Stated task a ::
In the rows below, reproduce the part that opens with the line containing "Every instance of the red" and closes with the line containing "[(305, 266)]", including both of those lines.

Text provided ::
This nuance often gets lost in political rhetoric. In a May 2025 multi-stakeholder workshop hosted by the European Commission, participants from government, civil society, academia, and industry explored various scenarios to determine whether a flagged post qualifies as illegal hate speech. Both the HJC report and Jim Jordan, during the September 3rd hearing, referred to a hypothetical involving Amira, a “16-year-old Muslim girl.” She sees a post from @Patriot90 featuring a meme of a woman in a hijab with the caption ‘terrorist in disguise,’ accompanied by a comment saying, “We need to take back our country.” The report and Rep. Jordan object to labeling “we need to take back our country” as hate speech, deeming it “common political rhetoric.” However, the report and Rep. Jordan leave out additional context: that “the posts from @Patriot90 start to be more frequent and directed specifically at Amira.” The harm comes not from one slogan, but from the cumulative targeting of a young person based on her faith. In that context, ignoring harassment serves the powerful while silencing the marginalized. This is similar to the U.S. criminalizing harassing someone by telephone – except that rather than prevent the harassment, we punish the harasser.
Clarifying DSA’s Requirements for Elections Monitoring and Fact Checking
The HJC report points to how the European Commission has “initiated formal proceedings against Meta for the ‘non-availability of an effective third-party real-time civic discourse and election-monitoring tool’,” and describes the move as punishing Meta “for failure to adequately censor election-related content.” However, this claim fundamentally misinterprets provisions of the DSA. Firstly, the Commission launched “formal proceedings” because Meta failed to provide a third-party tool for monitoring election-related content, as required by the DSA, after the tech company decommissioned CrowdTangle, a tool used for real-time monitoring of online content. Secondly, the DSA doesn’t specifically define an “election monitoring tool,” but it does require VLOPs to address systemic risks related to electoral processes while protecting freedom of expression. It never states that such a tool be used to flag and remove content; instead, platforms are expected to allow third-party access for monitoring election-related content and ensure they follow their own content policies. The regulation aims to increase transparency in how platforms evaluate election-related risks.

Material ::

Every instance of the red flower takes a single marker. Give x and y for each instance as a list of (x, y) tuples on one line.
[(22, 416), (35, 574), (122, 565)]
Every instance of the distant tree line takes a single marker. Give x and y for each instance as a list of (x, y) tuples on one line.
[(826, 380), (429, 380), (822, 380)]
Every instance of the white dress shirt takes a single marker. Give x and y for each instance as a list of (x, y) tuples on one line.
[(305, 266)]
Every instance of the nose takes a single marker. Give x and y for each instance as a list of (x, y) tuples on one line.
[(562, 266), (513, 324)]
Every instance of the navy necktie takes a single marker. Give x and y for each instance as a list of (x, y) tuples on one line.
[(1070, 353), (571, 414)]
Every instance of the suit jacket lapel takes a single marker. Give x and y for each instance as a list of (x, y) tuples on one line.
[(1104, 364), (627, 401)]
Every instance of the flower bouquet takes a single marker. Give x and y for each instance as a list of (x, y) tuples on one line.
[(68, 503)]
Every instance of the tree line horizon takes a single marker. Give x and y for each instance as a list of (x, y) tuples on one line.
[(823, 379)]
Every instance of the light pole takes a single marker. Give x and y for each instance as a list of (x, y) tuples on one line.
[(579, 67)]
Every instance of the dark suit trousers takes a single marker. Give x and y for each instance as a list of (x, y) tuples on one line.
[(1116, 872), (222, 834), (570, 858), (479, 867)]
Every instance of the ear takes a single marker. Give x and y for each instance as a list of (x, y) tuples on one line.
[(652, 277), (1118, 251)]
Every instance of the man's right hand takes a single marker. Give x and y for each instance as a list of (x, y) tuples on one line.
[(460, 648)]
...
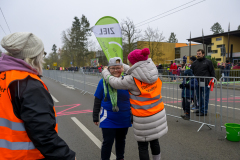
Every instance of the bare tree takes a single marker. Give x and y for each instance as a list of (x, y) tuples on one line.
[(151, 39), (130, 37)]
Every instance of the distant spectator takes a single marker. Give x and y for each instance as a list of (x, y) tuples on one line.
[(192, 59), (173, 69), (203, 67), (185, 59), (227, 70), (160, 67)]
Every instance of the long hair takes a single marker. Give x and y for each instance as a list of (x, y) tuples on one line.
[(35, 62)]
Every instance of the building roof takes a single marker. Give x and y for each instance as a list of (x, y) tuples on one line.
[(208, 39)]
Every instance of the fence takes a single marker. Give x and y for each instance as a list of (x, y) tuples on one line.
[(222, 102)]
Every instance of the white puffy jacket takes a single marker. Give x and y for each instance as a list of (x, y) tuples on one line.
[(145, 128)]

Stated task b ::
Answer these questions from the text on the Digital Services Act:
(i) How old is Amira in the hypothetical?
(ii) Which monitoring tool did Meta decommission?
(iii) In what month and year did the European Commission host the multi-stakeholder workshop?

Correct answer a ::
Every instance of the red flower takes a single marker. Give x and y for each instance as a list of (x, y) tuples on one line.
[(22, 416), (35, 574), (122, 565)]
Every instance of the distant tree line takes a single marker. Give x and y for each instance as a list of (x, y) tuples on one line.
[(826, 380), (429, 380), (822, 380)]
Every instance of the white dress shirt takes a single marker. Give x and y for each instance as a list of (x, y) tuples on one line.
[(305, 266)]

Correct answer b ::
(i) 16 years old
(ii) CrowdTangle
(iii) May 2025